■ TASK DETAILS ■
What is the number of lines in this listing that include "each"? Answer with that number only.

■ PROVIDED DATA ■
┌──
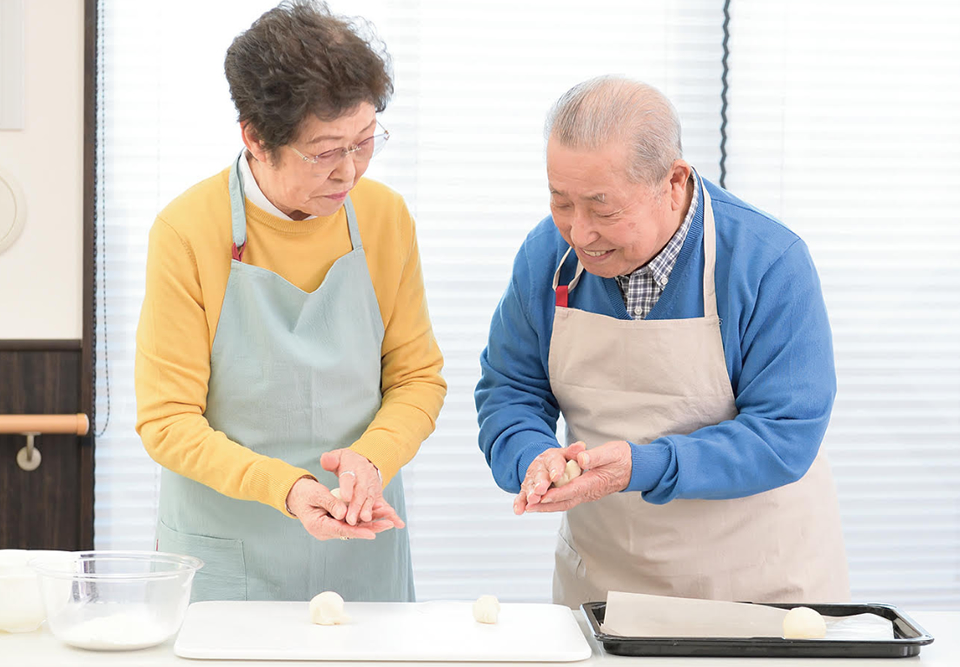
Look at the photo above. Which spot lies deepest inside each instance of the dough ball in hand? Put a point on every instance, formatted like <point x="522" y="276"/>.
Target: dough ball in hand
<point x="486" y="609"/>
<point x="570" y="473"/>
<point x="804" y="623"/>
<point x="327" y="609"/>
└──
┌──
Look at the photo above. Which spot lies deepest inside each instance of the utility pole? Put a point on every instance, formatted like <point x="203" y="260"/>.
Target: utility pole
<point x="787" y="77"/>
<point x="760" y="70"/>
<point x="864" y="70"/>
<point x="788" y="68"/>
└──
┌──
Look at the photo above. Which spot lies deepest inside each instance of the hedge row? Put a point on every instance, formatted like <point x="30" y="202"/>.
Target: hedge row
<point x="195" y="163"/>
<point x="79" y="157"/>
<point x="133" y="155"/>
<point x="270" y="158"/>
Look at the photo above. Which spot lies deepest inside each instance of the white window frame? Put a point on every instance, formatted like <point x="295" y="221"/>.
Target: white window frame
└──
■ EXERCISE RESPONSE ■
4